__What you will do__: Render every line of the rows below as a JSON list of strings, one string per line, skipping blank lines. Leave the pictures out.

***** Records shown *****

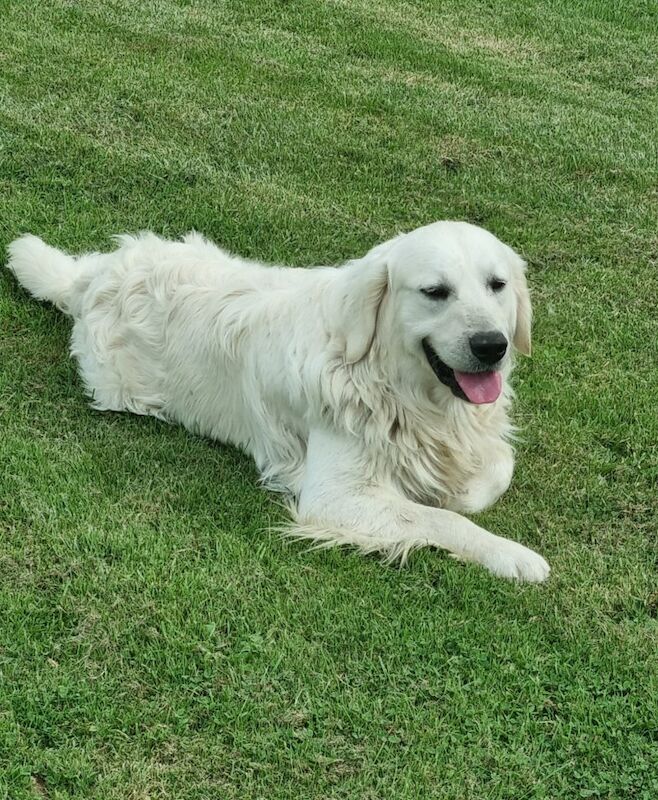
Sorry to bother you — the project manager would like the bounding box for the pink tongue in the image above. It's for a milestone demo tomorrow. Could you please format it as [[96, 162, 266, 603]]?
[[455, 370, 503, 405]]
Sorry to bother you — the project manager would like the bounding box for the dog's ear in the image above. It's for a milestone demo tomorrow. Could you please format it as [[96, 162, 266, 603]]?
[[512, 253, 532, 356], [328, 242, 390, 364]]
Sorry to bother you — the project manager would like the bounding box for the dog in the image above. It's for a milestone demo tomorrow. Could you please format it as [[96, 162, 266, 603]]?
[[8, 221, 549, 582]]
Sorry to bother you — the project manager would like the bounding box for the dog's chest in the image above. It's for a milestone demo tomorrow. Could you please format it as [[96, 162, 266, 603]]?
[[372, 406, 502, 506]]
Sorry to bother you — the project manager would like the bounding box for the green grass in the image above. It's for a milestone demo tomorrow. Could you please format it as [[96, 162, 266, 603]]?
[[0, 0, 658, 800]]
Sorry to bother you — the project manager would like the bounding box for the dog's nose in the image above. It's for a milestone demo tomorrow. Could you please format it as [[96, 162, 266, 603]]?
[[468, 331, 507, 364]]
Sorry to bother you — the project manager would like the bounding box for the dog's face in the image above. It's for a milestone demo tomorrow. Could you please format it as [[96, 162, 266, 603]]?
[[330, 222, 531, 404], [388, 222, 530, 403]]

*****

__Reply to the task__:
[
  "Sorry to bother you — the project manager would like the bounding box for the pink tongue in the image above. It's for a milestone demo tomorrow. Could you please format it as [[96, 162, 266, 603]]?",
  "[[455, 370, 503, 405]]",
  "Sorry to bother you — the project manager would like the bounding box for the dog's ear in the image above. It's for a milestone demo tomorrow. Could you please format it as [[96, 162, 266, 603]]?",
  "[[512, 253, 532, 356], [328, 242, 390, 364]]",
  "Sorry to bother you — the project manager would like the bounding box for the dog in the image above. It's for a milestone demo tomorrow. Could you please format it as [[96, 162, 266, 603]]?",
  "[[8, 221, 549, 582]]",
  "Sorry to bother you — the project manager would like the bounding box for the dog's chest in the image above. It's for a milestone demo tomorrow. Could you please format it as [[96, 162, 266, 603]]?",
  "[[372, 406, 502, 506]]",
  "Sorry to bother you — the project manager would like the bounding box for the green grass in the image above. It's for a milestone demo tomorrow. Could you please format it as [[96, 162, 266, 603]]?",
  "[[0, 0, 658, 800]]",
  "Sorry to bother you — the project manager would like the bounding box for the dog's nose in the image above. It's for a milestone demo tomorrow. Could you please format it as [[96, 162, 266, 603]]?",
  "[[468, 331, 507, 364]]",
  "Sorry to bother you — the project manager would like the bounding box for the dog's face in the image above. It's for a milestone demo tomorrow. Could you please format it as [[96, 162, 266, 603]]?",
  "[[330, 222, 531, 404], [388, 222, 530, 403]]"
]